- **Exercise description**: Within the listing below, the lines to output run from the one containing "positive clicks: (130, 42)" through the one containing "3V5L113 1ZM111 6L110"; copy them exactly and nothing else.

- **Excerpted data**:
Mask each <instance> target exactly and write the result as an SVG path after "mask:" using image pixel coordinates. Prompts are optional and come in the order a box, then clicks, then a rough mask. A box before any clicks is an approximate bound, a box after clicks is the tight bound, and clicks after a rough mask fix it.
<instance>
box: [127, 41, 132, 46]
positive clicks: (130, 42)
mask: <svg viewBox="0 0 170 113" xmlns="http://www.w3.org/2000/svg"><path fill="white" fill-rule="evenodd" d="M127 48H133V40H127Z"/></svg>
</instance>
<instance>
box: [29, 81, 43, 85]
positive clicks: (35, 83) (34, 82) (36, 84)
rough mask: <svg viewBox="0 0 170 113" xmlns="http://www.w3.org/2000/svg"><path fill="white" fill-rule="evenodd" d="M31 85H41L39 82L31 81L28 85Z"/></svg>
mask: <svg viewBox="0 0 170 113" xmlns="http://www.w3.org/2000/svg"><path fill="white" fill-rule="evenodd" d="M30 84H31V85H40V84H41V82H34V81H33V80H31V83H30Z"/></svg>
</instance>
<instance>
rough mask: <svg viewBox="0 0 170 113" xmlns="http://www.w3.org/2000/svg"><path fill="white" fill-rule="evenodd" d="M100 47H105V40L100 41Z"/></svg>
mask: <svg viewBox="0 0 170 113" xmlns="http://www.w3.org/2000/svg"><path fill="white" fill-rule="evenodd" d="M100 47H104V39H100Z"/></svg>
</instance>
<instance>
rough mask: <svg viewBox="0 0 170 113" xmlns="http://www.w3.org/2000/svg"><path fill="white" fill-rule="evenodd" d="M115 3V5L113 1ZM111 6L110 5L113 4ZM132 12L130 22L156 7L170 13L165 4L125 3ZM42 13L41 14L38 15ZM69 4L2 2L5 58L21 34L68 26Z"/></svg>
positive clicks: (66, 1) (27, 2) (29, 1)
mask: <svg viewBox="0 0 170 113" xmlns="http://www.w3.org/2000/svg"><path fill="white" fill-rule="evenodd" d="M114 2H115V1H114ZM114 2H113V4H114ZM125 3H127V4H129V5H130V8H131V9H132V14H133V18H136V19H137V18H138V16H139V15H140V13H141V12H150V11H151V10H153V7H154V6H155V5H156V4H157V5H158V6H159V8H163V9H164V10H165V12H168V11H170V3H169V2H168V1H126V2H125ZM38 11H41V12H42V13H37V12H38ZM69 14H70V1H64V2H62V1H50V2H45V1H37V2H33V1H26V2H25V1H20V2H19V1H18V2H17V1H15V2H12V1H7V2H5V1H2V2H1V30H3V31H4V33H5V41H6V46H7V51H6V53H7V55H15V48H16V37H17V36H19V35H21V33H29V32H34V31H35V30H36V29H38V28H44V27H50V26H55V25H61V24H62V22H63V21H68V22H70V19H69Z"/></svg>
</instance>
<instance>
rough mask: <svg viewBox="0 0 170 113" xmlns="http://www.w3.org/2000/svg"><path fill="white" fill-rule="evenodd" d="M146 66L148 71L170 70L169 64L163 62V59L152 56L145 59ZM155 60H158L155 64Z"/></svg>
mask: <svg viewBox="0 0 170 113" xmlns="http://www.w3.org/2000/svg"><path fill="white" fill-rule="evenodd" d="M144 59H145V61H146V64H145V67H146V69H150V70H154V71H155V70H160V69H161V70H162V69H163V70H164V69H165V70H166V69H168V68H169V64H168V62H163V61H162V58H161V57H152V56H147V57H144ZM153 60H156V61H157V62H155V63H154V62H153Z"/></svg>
...
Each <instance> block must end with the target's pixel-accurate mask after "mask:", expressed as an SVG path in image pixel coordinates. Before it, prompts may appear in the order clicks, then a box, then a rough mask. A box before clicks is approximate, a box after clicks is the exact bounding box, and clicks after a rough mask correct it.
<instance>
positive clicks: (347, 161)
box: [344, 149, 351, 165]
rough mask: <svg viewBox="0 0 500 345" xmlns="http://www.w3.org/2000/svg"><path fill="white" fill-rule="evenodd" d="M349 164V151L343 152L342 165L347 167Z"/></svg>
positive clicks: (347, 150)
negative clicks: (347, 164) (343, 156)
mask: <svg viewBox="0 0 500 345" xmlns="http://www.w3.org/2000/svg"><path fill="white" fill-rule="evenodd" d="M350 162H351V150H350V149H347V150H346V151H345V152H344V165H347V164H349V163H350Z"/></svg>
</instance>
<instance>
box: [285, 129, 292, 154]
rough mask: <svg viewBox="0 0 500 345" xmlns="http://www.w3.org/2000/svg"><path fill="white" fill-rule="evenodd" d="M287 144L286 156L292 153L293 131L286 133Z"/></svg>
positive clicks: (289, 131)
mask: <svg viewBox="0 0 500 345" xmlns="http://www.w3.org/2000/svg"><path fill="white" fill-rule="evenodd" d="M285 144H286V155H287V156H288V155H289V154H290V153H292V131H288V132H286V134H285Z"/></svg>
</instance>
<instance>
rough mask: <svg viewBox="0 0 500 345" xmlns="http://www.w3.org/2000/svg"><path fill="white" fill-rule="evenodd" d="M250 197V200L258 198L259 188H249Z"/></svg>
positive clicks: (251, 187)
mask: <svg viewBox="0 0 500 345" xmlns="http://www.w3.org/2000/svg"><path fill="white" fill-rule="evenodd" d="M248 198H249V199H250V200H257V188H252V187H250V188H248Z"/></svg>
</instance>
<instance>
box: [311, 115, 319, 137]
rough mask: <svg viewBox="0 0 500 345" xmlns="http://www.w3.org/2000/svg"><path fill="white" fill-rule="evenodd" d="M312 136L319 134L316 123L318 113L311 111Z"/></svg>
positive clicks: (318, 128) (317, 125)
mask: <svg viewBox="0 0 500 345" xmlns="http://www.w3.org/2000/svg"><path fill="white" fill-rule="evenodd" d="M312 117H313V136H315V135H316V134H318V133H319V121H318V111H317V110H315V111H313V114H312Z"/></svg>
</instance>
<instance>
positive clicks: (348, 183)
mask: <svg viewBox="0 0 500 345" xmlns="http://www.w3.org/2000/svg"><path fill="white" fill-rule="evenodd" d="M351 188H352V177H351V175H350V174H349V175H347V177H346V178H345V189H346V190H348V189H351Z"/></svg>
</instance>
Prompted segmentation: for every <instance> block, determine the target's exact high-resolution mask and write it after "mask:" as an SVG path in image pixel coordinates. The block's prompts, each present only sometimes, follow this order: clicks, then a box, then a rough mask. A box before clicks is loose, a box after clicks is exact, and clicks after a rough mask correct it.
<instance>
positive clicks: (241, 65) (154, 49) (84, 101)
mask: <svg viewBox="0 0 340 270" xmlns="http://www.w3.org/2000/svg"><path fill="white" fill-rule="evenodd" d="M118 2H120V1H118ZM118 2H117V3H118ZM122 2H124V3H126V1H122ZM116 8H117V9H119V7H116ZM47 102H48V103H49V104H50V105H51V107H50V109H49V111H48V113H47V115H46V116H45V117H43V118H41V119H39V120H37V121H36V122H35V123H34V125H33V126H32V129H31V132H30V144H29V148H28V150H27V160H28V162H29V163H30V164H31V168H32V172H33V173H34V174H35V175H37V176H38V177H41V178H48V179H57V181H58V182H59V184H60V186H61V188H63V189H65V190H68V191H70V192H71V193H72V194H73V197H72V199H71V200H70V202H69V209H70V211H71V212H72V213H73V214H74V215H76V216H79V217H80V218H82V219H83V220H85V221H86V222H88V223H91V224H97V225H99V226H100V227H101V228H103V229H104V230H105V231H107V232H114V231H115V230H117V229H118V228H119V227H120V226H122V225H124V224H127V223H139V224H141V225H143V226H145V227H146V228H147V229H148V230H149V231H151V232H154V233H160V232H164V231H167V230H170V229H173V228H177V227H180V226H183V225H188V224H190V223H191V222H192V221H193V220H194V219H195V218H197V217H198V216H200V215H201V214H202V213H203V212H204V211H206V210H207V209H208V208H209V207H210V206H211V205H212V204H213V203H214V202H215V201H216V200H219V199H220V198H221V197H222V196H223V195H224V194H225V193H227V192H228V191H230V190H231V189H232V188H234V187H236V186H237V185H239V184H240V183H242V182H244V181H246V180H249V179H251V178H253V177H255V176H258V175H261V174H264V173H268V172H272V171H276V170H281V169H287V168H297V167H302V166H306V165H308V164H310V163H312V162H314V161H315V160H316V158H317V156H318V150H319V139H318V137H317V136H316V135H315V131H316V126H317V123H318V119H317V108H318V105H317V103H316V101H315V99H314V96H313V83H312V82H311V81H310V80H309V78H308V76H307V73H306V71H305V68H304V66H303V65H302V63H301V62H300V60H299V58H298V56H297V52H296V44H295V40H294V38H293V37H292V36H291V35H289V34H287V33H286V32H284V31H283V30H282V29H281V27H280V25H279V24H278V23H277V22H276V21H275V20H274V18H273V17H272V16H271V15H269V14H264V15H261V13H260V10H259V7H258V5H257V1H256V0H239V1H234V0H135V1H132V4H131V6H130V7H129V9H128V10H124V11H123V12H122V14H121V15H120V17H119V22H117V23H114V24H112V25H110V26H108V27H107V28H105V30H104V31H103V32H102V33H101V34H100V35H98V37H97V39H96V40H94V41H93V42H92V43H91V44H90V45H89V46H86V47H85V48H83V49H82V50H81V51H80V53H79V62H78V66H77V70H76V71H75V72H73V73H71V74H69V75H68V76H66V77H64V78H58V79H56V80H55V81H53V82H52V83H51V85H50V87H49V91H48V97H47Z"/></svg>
--
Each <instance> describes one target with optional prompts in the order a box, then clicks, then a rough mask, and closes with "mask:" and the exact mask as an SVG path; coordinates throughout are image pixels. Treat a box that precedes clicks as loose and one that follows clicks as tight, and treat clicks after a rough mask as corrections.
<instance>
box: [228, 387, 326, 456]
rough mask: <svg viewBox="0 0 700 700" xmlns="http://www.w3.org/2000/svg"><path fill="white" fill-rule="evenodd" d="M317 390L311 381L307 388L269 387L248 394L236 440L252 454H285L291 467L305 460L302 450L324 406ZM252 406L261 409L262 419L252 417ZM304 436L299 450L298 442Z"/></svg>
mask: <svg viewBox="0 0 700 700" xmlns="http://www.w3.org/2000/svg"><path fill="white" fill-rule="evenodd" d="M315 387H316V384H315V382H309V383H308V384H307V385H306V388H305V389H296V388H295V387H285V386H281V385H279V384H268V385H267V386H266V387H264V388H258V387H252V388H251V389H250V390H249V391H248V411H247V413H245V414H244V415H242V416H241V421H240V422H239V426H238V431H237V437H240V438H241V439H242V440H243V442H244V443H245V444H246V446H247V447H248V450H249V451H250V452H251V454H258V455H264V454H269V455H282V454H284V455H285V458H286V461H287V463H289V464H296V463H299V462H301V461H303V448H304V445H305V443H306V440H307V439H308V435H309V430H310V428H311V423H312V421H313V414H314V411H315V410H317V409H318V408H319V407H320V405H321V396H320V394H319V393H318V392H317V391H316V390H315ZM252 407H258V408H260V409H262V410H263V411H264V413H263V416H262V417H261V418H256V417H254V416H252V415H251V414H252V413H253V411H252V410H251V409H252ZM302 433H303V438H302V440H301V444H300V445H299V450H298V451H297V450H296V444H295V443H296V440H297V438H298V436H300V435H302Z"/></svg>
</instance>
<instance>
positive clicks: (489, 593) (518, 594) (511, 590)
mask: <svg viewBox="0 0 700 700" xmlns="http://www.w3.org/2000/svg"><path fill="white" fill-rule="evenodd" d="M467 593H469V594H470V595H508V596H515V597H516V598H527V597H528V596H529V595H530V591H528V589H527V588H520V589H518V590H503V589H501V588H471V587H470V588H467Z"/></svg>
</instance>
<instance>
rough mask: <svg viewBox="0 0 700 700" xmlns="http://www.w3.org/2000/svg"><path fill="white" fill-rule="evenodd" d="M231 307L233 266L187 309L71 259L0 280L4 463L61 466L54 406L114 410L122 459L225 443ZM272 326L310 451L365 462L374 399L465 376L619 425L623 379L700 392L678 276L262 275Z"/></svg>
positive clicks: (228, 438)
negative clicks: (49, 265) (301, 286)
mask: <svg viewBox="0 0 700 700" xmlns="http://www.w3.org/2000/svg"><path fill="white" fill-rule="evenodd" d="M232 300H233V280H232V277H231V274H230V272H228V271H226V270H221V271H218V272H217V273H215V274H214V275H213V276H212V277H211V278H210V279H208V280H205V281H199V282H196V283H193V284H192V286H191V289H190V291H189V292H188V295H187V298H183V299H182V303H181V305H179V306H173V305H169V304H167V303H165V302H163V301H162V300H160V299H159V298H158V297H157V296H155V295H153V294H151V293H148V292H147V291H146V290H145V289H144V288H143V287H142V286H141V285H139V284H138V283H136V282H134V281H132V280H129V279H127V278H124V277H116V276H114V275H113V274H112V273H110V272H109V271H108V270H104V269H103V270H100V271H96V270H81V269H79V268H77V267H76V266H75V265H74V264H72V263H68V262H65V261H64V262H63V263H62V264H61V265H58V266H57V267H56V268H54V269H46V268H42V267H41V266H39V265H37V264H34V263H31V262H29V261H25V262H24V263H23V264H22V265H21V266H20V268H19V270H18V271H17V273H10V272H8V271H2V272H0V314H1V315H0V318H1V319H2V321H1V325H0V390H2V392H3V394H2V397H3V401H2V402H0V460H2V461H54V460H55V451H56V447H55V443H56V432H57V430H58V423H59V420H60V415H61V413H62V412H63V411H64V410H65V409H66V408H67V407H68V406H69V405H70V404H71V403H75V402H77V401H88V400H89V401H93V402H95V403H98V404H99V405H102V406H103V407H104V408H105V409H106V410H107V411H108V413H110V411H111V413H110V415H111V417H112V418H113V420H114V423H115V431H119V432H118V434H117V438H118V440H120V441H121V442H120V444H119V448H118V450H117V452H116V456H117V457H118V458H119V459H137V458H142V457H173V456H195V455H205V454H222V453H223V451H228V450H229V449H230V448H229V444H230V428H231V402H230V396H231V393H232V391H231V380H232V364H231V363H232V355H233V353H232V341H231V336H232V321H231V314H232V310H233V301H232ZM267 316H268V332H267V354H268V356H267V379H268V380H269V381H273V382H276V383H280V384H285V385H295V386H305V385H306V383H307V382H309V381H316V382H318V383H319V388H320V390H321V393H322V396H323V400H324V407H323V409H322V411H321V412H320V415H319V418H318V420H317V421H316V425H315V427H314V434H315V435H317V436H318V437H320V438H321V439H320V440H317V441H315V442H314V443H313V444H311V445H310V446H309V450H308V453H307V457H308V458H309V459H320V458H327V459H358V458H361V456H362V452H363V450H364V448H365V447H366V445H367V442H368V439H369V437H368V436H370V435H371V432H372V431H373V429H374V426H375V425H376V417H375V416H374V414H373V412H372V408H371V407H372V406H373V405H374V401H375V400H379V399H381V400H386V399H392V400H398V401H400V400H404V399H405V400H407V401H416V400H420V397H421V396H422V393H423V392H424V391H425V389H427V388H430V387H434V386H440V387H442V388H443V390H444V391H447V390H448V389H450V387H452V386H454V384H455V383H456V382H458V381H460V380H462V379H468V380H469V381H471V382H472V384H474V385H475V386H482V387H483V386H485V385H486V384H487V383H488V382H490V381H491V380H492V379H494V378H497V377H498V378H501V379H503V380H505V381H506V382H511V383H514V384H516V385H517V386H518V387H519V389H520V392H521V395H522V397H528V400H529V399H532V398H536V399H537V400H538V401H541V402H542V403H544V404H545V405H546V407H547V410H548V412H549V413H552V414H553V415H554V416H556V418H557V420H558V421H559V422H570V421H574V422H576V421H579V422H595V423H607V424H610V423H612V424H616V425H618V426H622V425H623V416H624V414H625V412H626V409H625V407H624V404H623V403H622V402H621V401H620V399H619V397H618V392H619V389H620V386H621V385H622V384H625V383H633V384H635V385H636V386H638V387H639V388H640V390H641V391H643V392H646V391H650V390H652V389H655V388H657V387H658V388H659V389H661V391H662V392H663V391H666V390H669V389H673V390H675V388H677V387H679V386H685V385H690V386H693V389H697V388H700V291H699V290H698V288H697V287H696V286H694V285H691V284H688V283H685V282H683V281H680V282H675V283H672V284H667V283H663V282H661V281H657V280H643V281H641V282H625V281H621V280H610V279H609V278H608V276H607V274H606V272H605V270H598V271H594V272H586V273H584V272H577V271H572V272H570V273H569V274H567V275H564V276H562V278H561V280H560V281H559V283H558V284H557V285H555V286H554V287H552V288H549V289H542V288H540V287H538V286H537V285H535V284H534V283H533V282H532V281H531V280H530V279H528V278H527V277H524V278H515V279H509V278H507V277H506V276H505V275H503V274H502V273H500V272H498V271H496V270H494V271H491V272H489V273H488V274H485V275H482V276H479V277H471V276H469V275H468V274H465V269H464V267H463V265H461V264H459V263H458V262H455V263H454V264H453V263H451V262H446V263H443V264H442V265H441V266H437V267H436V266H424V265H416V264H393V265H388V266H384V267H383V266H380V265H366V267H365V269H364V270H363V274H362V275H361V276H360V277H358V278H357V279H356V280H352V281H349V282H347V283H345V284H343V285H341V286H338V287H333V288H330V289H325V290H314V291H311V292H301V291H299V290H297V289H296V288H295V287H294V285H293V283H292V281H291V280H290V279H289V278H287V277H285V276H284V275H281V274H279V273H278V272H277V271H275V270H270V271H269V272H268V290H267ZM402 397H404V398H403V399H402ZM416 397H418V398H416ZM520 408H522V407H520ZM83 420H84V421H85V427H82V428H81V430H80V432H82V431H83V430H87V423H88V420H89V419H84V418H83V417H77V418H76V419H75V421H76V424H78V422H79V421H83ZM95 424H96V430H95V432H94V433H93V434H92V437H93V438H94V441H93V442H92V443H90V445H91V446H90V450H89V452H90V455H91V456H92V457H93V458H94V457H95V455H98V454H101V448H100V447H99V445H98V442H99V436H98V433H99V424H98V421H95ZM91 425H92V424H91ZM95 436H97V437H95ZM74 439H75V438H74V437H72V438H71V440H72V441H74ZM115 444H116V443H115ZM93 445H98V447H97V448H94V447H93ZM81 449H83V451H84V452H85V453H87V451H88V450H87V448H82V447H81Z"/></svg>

- **Reply**:
positive clicks: (130, 42)
mask: <svg viewBox="0 0 170 113" xmlns="http://www.w3.org/2000/svg"><path fill="white" fill-rule="evenodd" d="M127 48H133V40H127Z"/></svg>
</instance>
<instance>
box: [29, 81, 43, 85]
positive clicks: (35, 83) (34, 82) (36, 84)
rough mask: <svg viewBox="0 0 170 113" xmlns="http://www.w3.org/2000/svg"><path fill="white" fill-rule="evenodd" d="M31 85H41L39 82L31 81L28 85Z"/></svg>
mask: <svg viewBox="0 0 170 113" xmlns="http://www.w3.org/2000/svg"><path fill="white" fill-rule="evenodd" d="M30 84H31V85H40V84H41V82H34V81H33V80H31V83H30Z"/></svg>
</instance>
<instance>
rough mask: <svg viewBox="0 0 170 113" xmlns="http://www.w3.org/2000/svg"><path fill="white" fill-rule="evenodd" d="M100 47H105V40L100 41Z"/></svg>
mask: <svg viewBox="0 0 170 113" xmlns="http://www.w3.org/2000/svg"><path fill="white" fill-rule="evenodd" d="M100 47H104V39H100Z"/></svg>
</instance>
<instance>
rough mask: <svg viewBox="0 0 170 113" xmlns="http://www.w3.org/2000/svg"><path fill="white" fill-rule="evenodd" d="M115 3V5L113 1ZM111 6L110 5L113 4ZM132 12L130 22L156 7L170 13L165 4L125 3ZM42 13L41 14L38 15ZM69 4L2 2L5 58L21 34L68 26Z"/></svg>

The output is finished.